***** Selected text

By-right allowance in PR district = 4 units
Number of pre-existing units on site = 2 units
Number of units requiring TDR: 30 - 5 - 4 - 2 = 19 units
(Ord. No. 10-06, § 9, 4-26-2010; Ord. No. 11-02, § 5, 1-10-2011)
(1)
Existing agricultural lands. Lands identified for preservation in the sending area that are in agricultural production or are otherwise identified for agricultural activities by the applicant when development rights are purchased may be preserved as conservation lands or for agricultural activities;
(2)
Existing natural lands. Lands identified for preservation in the sending area that are not in agricultural production or otherwise identified for agricultural activities by the applicant when development rights are purchased shall be preserved as conservation areas;
(3)
Restrictions on sending area parcels. Restrictions on sending area parcels shall be recorded as deed restrictions upon approval of a TDR sending area land development application. Conservation or agricultural lands preserved through TDR shall either:
(a)
Remain in private (non-common) ownership if the use is limited to those approved by the planning commission through a binding deed restriction that runs with the land. With agreement of the property owner through the land development or subdivision process, the planning commission may limit the amount of space that remains in private ownership to ensure the protection of natural resources or the maintenance of an established greenway;
(b)
Be conveyed to and accepted by the town for park, open space, agricultural or other permitted use or uses;
(c)
Be conveyed to a nonprofit organization the principal purpose of which is the conservation of open space or resource protection; or
(d)
Be conveyed to a corporation or trust whose principal purpose is the stewardship of said land for uses approved by the planning commission.
(4)
Deed restrictions for non-agricultural lands. All non-agricultural land preserved through the TDR permit process shall be protected in perpetuity against further development and unauthorized alteration by appropriate deed restrictions, and by the grant of a conservation or preservation restriction to the town, pursuant to RIGL 34-39, as amended. In addition, the perpetual maintenance of open space and any authorized uses shall be guaranteed by appropriate deed restrictions and by grant of a conservation or preservation restriction to the town, pursuant to RIGL 34-39, as amended. Every deed restriction shall require approval by the director of planning before any development rights are sold, landed or otherwise extinguished. Every deed restriction shall contain the following provision:
"If the owners, or their successors or assigns fail to maintain conservation lands in accordance with those restrictions placed upon the property, the town may perform any necessary maintenance and enforce the payment for such costs, including reasonable attorneys' fees, by an action at law or in equity against the owners or their successors or assigns."

**********
***** Information provided

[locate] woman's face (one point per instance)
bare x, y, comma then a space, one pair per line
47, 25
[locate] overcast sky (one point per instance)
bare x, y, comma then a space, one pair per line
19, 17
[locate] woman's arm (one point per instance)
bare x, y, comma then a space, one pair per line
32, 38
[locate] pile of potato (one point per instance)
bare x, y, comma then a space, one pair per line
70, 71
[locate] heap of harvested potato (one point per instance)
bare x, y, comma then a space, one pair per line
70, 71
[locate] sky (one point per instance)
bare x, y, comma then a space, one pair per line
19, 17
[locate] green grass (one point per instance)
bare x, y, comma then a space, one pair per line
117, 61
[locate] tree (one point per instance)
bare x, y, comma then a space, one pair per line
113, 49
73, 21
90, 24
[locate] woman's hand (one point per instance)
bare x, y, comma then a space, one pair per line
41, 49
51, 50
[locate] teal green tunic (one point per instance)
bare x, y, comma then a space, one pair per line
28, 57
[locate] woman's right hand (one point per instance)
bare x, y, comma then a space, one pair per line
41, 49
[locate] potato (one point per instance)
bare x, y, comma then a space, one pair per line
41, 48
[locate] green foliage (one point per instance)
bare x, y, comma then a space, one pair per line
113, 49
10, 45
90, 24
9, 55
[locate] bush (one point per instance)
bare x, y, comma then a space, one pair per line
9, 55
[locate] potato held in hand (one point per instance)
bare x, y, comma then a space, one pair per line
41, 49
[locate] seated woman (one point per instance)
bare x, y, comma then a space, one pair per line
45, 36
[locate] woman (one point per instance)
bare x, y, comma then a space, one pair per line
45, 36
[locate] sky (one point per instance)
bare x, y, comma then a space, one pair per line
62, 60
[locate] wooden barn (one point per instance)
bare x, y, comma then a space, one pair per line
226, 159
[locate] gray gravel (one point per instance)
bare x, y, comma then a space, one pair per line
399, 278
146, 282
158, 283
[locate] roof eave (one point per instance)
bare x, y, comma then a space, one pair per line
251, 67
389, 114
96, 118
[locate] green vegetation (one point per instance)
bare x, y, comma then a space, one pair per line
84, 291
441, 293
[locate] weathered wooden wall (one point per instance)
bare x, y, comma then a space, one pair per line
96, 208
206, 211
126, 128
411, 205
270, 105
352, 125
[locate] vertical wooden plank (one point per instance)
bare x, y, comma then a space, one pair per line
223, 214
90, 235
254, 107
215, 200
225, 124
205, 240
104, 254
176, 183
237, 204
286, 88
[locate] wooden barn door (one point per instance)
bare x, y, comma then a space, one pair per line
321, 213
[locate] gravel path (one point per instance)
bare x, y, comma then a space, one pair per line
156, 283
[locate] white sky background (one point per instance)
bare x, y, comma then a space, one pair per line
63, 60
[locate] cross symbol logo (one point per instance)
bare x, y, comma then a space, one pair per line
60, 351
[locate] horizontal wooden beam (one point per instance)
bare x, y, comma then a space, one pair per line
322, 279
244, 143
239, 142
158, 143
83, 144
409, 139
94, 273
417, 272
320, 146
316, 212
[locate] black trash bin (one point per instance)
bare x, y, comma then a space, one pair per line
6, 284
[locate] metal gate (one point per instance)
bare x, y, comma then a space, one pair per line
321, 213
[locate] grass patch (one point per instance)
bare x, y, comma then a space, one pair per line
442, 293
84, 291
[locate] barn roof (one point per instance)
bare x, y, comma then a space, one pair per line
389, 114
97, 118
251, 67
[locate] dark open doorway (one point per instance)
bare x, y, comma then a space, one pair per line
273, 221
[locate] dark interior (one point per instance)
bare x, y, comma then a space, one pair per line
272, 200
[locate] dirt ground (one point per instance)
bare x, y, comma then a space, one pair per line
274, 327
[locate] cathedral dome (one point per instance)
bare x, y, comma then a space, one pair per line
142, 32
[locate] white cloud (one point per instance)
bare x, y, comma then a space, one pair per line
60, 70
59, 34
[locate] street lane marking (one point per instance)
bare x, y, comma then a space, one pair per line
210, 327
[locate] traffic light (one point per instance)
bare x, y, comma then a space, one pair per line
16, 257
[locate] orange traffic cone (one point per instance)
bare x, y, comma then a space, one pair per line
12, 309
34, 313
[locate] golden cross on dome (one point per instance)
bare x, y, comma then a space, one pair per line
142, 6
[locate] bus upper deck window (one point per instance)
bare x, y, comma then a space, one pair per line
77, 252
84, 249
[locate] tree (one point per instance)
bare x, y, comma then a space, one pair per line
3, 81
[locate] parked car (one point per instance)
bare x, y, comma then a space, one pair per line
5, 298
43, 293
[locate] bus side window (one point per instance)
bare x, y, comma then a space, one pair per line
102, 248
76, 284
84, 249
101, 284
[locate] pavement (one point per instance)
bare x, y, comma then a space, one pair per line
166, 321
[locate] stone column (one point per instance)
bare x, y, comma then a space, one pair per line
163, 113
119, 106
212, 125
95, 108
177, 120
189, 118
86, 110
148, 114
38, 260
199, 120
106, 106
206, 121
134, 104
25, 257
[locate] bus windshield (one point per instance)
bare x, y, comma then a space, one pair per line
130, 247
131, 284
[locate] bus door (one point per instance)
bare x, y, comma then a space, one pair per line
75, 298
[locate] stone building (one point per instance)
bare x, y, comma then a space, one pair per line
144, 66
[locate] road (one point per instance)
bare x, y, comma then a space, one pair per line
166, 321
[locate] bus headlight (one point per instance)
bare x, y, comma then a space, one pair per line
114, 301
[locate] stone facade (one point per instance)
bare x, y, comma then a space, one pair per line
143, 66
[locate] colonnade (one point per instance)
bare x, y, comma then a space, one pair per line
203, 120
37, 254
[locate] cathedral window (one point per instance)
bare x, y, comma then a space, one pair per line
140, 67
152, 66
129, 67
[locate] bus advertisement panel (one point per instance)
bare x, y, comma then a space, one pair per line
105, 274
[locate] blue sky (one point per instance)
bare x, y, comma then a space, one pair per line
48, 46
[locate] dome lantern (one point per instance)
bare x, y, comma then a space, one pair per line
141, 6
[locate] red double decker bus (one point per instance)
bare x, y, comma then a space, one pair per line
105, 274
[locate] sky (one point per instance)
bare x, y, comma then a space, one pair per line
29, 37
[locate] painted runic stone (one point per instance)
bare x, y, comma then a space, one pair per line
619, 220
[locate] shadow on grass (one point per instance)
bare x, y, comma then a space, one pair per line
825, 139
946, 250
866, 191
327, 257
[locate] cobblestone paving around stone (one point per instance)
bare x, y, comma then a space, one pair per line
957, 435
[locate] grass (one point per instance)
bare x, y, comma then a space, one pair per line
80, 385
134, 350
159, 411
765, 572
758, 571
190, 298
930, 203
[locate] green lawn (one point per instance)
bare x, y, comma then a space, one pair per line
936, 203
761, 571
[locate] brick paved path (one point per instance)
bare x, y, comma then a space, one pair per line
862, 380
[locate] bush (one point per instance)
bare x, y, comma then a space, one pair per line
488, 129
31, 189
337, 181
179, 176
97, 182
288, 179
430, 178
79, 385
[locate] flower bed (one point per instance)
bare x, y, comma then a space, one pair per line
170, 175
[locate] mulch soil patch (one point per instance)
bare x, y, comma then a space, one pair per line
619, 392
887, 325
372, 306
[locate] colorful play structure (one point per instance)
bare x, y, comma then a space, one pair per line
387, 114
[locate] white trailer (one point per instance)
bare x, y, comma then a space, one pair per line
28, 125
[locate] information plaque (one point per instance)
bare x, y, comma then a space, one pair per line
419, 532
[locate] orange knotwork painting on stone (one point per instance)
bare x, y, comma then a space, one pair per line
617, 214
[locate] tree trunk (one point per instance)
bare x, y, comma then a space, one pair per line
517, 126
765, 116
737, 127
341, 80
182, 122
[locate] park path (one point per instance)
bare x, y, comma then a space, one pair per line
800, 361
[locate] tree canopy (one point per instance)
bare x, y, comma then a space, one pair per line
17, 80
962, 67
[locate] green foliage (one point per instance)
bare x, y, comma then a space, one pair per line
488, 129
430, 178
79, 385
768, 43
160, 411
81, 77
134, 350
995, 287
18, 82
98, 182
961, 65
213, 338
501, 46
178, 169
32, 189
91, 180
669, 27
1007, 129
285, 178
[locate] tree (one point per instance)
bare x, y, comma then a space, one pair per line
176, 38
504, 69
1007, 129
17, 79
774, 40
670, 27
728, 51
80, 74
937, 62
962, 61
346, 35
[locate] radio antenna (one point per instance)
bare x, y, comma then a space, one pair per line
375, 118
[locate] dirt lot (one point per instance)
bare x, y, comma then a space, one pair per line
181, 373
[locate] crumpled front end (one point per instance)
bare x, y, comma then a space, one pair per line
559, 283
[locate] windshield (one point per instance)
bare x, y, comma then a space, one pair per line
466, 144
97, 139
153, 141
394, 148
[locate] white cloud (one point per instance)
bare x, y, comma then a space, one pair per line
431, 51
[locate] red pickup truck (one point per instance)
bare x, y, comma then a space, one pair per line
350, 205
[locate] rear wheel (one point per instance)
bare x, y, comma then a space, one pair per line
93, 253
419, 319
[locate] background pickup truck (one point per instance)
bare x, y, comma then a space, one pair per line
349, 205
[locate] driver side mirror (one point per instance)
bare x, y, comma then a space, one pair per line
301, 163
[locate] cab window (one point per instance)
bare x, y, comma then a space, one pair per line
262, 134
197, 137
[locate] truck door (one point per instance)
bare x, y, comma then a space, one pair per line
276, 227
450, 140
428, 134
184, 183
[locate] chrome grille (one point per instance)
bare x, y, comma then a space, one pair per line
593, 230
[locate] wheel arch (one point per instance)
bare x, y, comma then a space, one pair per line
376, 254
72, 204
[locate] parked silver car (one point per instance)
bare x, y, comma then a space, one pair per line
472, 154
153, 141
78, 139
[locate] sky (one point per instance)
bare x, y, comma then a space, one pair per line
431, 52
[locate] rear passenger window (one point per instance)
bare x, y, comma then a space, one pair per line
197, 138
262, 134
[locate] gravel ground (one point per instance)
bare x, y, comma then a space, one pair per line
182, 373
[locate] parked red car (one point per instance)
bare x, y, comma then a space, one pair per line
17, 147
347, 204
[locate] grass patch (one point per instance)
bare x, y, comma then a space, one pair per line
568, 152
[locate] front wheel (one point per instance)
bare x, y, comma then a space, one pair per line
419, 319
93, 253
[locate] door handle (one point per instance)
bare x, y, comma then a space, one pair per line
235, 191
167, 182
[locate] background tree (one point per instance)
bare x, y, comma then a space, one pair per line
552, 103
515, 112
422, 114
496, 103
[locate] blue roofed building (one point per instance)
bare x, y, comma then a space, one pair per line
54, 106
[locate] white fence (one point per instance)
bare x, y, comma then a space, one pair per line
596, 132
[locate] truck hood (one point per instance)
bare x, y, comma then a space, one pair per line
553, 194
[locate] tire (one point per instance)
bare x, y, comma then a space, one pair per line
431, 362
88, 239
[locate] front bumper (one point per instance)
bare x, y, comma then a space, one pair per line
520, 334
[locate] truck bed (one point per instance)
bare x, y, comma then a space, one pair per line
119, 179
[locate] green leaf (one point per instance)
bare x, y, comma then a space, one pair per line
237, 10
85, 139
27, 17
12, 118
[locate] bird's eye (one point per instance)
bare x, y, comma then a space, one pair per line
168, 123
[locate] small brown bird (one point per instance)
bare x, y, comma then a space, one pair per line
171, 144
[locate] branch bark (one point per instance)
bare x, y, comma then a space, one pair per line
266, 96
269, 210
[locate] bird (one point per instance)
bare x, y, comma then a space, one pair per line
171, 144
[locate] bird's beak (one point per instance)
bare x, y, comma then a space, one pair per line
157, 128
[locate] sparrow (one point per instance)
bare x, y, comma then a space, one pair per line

**********

→ Instructions to follow: Continue the ordinance on transfer of development rights from the point after the quoted maintenance provision that closes it. The records come from a separate source, not from the ordinance text.

→ Result for this exercise:
(5)
Deed restrictions for agricultural lands. All land designated for conservation as agricultural land shall be protected in perpetuity against non-agricultural development and shall allow agricultural use in accordance with this ordinance by appropriate deed restrictions. Said restrictions shall be imposed via conservation restrictions for farming and agricultural uses (pursuant to RIGL Title 34, Chapter 39 as amended) to the state agricultural land preservation commission with the division of agriculture chief acting as advisor (pursuant to the Farmland Preservation Act, RIGL Title 42, Chapter 82 as amended) which shall serve as the principal steward and enforcer for any period of time; and to the town which shall serve as the secondary steward and enforcer. Notwithstanding the foregoing, if the agricultural land preservation commission does not agree or fails to serve as principal steward and enforcer, the planning commission may allow, for such period of time, other non-profit entities to hold various stewardship and enforcement rights to supplement those rights held by the town. Said entities shall have missions dedicated to agricultural preservation and a commitment to continuing allowable agriculture use. Any rules or enforcement enacted by said entity shall be consistent with any applicable rules of the department of environmental management, division of agriculture. No restrictions shall be placed upon the property that would preclude agricultural lands that have been left fallow to be cleared, re-cultivated and returned to an active agricultural operation subject to applicable state laws.
(6)
Allowable uses on conservation lands. Consistent with any applicable local, state or federal regulations, the planning commission shall regulate allowable uses for conservation lands in accordance with the land use table (article III) for the open space and public lands districts, unless specific deed restrictions preclude the allowance of any of those uses. Where a use is allowed by special use permit, the planning commission may approve such use through the TDR sending area land development process.
(7)
Allowable uses on agricultural lands. Consistent with any applicable local, state or federal regulations, the planning commission shall regulate allowable uses for agricultural lands in accordance with the land use table (article III) for the appropriate underlying district on lands preserved for agricultural use. Where a use is allowed by special use permit, the planning commission may approve such use through the TDR sending area land development process.
(Ord. No. 08-26, § 3, 10-20-2008; Ord. No. 10-06, § 10, 4-26-2010)
Editor's note— Ord. No. 10-06, § 10, adopted April 26, 2010, amended the Code by renumbering and amending former § 21-624 as a new § 21-625.
(1)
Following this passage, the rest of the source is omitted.